## Work to complete:
Will you copy out the listing word for word, starting at its first line and ending at the line that contains "positive clicks: (237, 120) (483, 130)"?

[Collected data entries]
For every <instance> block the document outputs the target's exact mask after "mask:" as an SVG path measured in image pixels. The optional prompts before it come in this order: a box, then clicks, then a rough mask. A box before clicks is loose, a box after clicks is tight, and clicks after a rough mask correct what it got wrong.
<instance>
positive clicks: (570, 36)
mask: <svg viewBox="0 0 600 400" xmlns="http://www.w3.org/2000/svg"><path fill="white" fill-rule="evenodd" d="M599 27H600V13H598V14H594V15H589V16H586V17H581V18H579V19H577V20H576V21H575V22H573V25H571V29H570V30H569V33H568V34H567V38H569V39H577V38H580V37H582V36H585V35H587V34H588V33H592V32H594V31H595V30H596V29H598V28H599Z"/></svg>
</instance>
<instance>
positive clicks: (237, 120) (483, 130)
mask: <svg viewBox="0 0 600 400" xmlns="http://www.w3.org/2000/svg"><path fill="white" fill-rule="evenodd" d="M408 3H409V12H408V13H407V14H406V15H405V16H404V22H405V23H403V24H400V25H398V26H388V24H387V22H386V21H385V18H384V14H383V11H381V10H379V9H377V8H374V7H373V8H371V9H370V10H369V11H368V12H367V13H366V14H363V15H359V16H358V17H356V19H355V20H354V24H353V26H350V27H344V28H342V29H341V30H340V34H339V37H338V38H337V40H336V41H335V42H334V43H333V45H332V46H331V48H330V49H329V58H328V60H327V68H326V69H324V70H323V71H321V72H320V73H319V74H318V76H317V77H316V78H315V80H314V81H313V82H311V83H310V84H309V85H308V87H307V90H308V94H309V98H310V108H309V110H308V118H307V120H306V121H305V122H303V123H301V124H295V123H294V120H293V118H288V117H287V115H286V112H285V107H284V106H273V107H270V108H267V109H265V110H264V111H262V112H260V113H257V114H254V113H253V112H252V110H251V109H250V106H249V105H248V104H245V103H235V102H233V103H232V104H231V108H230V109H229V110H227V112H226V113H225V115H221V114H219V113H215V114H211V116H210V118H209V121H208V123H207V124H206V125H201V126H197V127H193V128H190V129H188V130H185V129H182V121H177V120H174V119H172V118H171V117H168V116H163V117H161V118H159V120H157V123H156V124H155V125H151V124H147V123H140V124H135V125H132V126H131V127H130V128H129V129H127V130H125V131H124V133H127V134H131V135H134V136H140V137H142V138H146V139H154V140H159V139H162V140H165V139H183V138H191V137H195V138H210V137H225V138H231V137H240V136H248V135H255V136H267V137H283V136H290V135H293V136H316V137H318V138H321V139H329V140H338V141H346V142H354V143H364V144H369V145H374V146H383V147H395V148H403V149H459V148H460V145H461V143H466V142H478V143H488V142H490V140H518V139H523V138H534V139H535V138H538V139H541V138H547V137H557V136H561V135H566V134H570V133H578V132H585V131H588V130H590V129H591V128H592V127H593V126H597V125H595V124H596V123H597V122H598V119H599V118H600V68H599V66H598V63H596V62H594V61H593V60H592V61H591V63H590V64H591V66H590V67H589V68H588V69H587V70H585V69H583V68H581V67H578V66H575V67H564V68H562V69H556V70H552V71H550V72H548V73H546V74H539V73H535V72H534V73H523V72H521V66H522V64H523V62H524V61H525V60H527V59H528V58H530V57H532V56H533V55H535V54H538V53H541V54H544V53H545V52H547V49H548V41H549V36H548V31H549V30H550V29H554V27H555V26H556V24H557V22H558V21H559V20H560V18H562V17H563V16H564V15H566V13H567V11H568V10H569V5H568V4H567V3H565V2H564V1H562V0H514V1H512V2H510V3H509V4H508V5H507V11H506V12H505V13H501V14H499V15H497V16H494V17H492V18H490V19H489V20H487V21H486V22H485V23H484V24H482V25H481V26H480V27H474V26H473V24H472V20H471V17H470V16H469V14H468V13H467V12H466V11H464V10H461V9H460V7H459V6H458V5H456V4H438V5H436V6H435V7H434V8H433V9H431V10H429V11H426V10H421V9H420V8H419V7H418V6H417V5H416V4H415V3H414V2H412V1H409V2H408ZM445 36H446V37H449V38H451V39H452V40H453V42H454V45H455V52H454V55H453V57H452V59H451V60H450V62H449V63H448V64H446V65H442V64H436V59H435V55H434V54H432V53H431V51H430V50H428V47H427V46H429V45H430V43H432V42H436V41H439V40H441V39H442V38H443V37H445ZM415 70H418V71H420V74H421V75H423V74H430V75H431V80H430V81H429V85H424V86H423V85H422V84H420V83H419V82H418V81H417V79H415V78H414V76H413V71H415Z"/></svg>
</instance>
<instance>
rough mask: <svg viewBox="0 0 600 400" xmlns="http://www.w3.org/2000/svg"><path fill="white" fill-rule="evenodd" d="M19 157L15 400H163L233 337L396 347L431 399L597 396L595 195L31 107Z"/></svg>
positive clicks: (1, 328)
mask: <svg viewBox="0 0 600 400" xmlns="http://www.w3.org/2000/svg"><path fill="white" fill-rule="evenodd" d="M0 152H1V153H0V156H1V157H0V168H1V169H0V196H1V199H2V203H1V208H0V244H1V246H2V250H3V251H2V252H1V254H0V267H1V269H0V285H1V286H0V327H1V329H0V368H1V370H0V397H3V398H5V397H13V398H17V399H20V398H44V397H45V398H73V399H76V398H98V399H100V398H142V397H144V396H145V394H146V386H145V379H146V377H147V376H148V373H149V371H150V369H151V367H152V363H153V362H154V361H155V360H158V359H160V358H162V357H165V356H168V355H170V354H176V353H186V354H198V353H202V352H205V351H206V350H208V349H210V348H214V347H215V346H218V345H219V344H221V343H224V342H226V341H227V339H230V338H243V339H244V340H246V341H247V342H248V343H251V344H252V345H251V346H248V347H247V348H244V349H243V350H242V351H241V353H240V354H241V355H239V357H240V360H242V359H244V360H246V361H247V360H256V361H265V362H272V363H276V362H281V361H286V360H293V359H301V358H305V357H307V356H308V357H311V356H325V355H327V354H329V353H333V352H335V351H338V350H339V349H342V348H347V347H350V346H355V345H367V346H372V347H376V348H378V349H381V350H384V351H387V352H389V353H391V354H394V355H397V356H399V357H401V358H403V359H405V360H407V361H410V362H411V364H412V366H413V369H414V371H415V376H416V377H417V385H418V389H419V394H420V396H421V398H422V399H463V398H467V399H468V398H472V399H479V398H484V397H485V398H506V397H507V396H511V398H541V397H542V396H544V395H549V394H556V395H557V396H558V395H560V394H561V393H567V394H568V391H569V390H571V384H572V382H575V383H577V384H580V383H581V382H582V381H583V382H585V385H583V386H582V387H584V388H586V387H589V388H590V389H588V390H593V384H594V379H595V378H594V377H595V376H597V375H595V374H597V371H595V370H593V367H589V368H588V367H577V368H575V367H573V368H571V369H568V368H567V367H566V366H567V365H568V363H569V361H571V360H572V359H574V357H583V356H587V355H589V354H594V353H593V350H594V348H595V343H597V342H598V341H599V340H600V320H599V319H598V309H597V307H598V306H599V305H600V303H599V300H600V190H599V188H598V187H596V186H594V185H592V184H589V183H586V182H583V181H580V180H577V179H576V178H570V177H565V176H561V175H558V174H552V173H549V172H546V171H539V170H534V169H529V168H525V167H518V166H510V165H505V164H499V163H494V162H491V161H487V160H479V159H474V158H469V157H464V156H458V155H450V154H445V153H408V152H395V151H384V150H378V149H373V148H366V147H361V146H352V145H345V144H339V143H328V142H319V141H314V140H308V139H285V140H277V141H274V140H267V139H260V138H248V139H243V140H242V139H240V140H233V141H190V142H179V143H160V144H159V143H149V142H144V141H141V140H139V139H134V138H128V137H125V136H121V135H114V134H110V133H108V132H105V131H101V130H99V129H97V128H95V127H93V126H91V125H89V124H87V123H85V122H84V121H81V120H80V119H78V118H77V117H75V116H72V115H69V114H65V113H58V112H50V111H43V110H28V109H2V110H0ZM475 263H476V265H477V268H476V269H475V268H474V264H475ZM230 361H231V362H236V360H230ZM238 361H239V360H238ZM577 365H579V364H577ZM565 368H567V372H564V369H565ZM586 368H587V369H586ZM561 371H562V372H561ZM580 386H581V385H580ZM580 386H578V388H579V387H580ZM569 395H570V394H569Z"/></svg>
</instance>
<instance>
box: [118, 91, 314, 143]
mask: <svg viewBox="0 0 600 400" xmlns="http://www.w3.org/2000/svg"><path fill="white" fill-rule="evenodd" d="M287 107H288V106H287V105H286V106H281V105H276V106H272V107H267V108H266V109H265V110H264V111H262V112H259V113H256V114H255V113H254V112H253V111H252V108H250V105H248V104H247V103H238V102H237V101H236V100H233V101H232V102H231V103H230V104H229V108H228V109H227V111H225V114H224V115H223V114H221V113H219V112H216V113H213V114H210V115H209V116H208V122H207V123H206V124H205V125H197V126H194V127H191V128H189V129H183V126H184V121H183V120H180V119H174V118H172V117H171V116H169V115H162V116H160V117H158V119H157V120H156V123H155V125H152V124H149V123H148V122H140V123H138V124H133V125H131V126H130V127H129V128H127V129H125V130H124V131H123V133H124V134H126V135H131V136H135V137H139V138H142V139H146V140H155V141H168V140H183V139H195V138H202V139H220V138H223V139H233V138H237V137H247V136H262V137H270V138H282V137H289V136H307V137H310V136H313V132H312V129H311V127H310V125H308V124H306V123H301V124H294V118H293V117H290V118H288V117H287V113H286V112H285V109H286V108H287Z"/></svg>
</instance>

## Answer area:
For every <instance> block the document outputs the target's exact mask after "mask:" as an SVG path measured in image pixels. The optional prompts before it come in this order: a box, then clicks, then a rough mask. A box before clicks is loose, a box after clicks is tight, and clicks after a rough mask correct what it got wrong.
<instance>
positive clicks: (570, 36)
mask: <svg viewBox="0 0 600 400" xmlns="http://www.w3.org/2000/svg"><path fill="white" fill-rule="evenodd" d="M599 27H600V13H598V14H594V15H589V16H586V17H581V18H579V19H577V20H576V21H575V22H573V25H571V29H570V30H569V33H568V34H567V38H569V39H577V38H580V37H582V36H585V35H587V34H588V33H592V32H594V31H595V30H596V29H598V28H599Z"/></svg>
</instance>
<instance>
positive clicks: (237, 120) (483, 130)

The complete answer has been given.